• PASSAGE GIVEN
** START **

Doing VAE one image at a time seems to be 15% faster at batch size 8 and 2% slower at batch size 1. It's a small enough difference that it might be noise. The time difference is 10 ms per image, which doesn't move the needle all that much if an 8-image batch takes 8 seconds to generate.

However, you can go a step further and do tiled VAE decode coupled with xformers to render 8k images on a 24GB GPU...

Prompt: "a beautiful landscape photograph, 8k", 150 seconds per iteration.

3840x2160 goes 15x faster, so there's some perf cliff there.

[Birch-san]

btw, I have a speed boost for the decoder here:
#1203

eliminates a sqrt() and a multiply, simplifies 4D tensor to 3D (num_heads is always 1), uses batch matmul.
yes, it'd be possible to implement sliced attention too, if that's a limiting factor.

[patrickvonplaten]

Could we please add a enable_vae_slicing() for this? I don't think all the backends such as MPS like the "for loop". Happy to add this features with a enable_vae_slicing

[Birch-san]

this list comprehension is iterating over a regular python array, not indexing into a tensor. I don't think MPS would have trouble with that. a similar pattern is working for me on MPS (split a tensor then cat the splits):
https://github.com/apple/ml-ane-transformers/blob/da64000fa56cc85b0859bc17cb16a3d753b8304a/ane_transformers/reference/multihead_attention.py#L116

[kig]

Thanks! Added enable_vae_slicing() in the latest commit.

** END **

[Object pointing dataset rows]
** START **

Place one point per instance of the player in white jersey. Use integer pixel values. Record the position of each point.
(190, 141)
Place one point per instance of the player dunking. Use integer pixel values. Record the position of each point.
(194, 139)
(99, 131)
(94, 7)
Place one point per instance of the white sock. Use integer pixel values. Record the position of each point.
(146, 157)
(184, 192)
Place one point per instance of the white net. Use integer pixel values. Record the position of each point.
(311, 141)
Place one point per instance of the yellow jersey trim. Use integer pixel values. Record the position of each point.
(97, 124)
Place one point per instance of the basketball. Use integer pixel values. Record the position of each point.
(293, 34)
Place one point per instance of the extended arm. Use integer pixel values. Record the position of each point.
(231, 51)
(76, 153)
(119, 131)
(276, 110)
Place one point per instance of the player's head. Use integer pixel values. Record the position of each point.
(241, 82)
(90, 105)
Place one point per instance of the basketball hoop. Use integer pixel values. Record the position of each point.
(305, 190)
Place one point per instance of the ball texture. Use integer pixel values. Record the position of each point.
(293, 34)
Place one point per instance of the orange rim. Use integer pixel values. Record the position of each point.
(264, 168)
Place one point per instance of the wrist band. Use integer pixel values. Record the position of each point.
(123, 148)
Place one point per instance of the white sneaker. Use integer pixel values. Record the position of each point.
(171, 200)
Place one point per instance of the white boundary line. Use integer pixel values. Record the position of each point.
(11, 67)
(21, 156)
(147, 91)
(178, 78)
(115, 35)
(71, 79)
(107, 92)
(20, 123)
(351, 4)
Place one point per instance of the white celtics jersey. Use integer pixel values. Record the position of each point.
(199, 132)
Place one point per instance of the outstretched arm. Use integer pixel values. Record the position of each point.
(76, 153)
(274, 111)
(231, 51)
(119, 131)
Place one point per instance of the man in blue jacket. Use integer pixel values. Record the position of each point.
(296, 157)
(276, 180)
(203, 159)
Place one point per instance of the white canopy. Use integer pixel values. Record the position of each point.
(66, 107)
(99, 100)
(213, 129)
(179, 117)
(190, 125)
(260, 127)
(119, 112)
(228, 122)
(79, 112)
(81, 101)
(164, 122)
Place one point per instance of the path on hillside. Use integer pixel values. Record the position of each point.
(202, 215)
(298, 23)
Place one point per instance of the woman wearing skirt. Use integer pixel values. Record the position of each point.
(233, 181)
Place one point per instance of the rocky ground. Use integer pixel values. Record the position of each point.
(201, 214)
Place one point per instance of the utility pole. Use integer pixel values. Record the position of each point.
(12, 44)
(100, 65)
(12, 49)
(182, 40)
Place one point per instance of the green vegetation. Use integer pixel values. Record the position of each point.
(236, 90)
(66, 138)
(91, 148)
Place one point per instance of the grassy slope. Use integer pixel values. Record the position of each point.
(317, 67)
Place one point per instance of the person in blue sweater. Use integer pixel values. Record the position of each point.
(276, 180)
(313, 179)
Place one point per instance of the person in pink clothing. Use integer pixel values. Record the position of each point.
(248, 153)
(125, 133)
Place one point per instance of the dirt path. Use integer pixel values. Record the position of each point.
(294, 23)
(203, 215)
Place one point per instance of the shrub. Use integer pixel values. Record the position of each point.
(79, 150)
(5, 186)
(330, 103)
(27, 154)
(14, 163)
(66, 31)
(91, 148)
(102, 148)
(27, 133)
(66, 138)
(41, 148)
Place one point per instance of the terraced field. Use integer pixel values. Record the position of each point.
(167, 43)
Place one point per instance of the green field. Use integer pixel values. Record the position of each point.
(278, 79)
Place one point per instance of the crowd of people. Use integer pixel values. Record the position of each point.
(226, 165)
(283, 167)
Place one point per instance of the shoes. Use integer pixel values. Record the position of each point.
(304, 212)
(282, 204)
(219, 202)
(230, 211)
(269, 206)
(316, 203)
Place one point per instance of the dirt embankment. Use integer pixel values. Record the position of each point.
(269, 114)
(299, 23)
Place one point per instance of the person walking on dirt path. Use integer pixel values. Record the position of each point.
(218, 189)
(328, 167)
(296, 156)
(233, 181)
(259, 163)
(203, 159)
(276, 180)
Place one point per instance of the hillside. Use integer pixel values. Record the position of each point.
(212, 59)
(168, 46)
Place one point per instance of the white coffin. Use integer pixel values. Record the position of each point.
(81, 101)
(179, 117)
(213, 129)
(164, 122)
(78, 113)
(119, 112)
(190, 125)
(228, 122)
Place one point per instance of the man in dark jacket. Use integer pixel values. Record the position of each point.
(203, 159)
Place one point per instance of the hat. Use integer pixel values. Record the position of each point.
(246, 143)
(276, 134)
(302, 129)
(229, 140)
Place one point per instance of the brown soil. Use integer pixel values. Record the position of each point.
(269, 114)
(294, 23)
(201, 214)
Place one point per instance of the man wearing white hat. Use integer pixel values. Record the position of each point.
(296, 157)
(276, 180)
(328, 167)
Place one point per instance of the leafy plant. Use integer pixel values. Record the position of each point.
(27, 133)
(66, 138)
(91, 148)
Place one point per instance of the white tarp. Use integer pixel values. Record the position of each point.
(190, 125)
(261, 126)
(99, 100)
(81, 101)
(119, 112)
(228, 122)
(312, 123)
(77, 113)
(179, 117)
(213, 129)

** END **

• THINGS TO DO
a - Answer these questions using the VAE slicing thread:
(i) How much faster is doing VAE one image at a time at batch size 8?
(ii) What is the time difference per image?
(iii) Which function was added in the latest commit?
b - Translate this sentence from the VAE slicing thread into French: "It's a small enough difference that it might be noise."
c - Repeat word for word the part of the VAE slicing thread that begins at the words "Doing VAE one" and stops after "seconds per iteration.".
The records are separate material and are not part of the thread.

• EXPECTED RESULTS
a -
(i) 15% faster
(ii) 10 ms per image
(iii) enable_vae_slicing()

b - C'est une différence suffisamment faible pour qu'il puisse s'agir de bruit.

c -
Doing VAE one image at a time seems to be 15% faster at batch size 8 and 2% slower at batch size 1. It's a small enough difference that it might be noise. The time difference is 10 ms per image, which doesn't move the needle all that much if an 8-image batch takes 8 seconds to generate.

However, you can go a step further and do tiled VAE decode coupled with xformers to render 8k images on a 24GB GPU...

Prompt: "a beautiful landscape photograph, 8k", 150 seconds per iteration.